### Data provided
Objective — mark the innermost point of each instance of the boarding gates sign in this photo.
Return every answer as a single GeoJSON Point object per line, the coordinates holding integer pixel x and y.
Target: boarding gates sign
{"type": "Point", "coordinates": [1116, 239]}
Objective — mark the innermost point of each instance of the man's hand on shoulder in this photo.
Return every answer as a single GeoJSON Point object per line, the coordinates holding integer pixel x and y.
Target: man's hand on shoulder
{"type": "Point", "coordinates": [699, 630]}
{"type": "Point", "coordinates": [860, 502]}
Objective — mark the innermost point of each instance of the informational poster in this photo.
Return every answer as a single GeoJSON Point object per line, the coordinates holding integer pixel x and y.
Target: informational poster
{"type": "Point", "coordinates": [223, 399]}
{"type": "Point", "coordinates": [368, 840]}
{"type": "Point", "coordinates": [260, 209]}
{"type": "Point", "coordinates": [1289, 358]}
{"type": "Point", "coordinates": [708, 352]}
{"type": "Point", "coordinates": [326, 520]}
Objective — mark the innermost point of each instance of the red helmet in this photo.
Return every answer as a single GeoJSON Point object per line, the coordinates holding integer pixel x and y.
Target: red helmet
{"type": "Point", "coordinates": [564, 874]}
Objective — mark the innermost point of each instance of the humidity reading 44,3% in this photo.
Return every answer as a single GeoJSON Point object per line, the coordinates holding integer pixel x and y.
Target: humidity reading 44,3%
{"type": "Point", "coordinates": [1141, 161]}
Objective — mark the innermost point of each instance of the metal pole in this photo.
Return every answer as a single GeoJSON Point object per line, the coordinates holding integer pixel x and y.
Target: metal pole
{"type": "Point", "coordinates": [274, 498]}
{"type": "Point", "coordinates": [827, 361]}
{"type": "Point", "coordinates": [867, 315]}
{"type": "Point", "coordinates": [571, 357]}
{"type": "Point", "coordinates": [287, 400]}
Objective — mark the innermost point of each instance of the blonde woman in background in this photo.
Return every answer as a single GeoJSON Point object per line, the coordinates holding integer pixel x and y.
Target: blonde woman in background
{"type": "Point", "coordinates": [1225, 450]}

### What to do
From first line to last, transcribe the material exactly.

### Output for this exercise
Objective — mark the innermost point of each instance of the boarding gates sign in this photo.
Return every answer as a single GeoJSON Point object per line, the coordinates holding integer pixel x and y.
Target: boarding gates sign
{"type": "Point", "coordinates": [1116, 239]}
Objective — mark the innermost point of each instance of the man's hand on shoulder in this photo.
Return every answer as a single GeoJSON Point object per line, the coordinates holding integer pixel x and y.
Target: man's hand on shoulder
{"type": "Point", "coordinates": [699, 630]}
{"type": "Point", "coordinates": [860, 502]}
Objective — mark the innermost point of each instance of the informational poster in this photo.
Return every answer as a single GeoJSON Point object per line, the coordinates holding integer pixel x and y.
Target: informational poster
{"type": "Point", "coordinates": [223, 399]}
{"type": "Point", "coordinates": [368, 840]}
{"type": "Point", "coordinates": [260, 209]}
{"type": "Point", "coordinates": [1289, 358]}
{"type": "Point", "coordinates": [708, 352]}
{"type": "Point", "coordinates": [326, 520]}
Objective — mark the innermost point of each instance of the red helmet in this photo.
Return every answer as a single GeoJSON Point object per line, the coordinates holding integer pixel x and y.
Target: red helmet
{"type": "Point", "coordinates": [564, 874]}
Objective — mark the innermost point of each instance of the humidity reading 44,3% in this photo.
Return every answer as a single GeoJSON Point object per line, the coordinates holding integer pixel x and y.
Target: humidity reading 44,3%
{"type": "Point", "coordinates": [1141, 161]}
Objective — mark the innermost point of each instance of the metal pole in this photo.
Return every answer as a single GeoJSON Point object per line, the coordinates holding integer pixel x and y.
Target: metal pole
{"type": "Point", "coordinates": [274, 498]}
{"type": "Point", "coordinates": [827, 361]}
{"type": "Point", "coordinates": [867, 315]}
{"type": "Point", "coordinates": [571, 357]}
{"type": "Point", "coordinates": [287, 400]}
Objective — mark the innermost point of each instance of the blonde woman in background in this photo.
Return every answer as a single GeoJSON Point object per line, the coordinates holding integer pixel x and y.
Target: blonde woman in background
{"type": "Point", "coordinates": [1225, 450]}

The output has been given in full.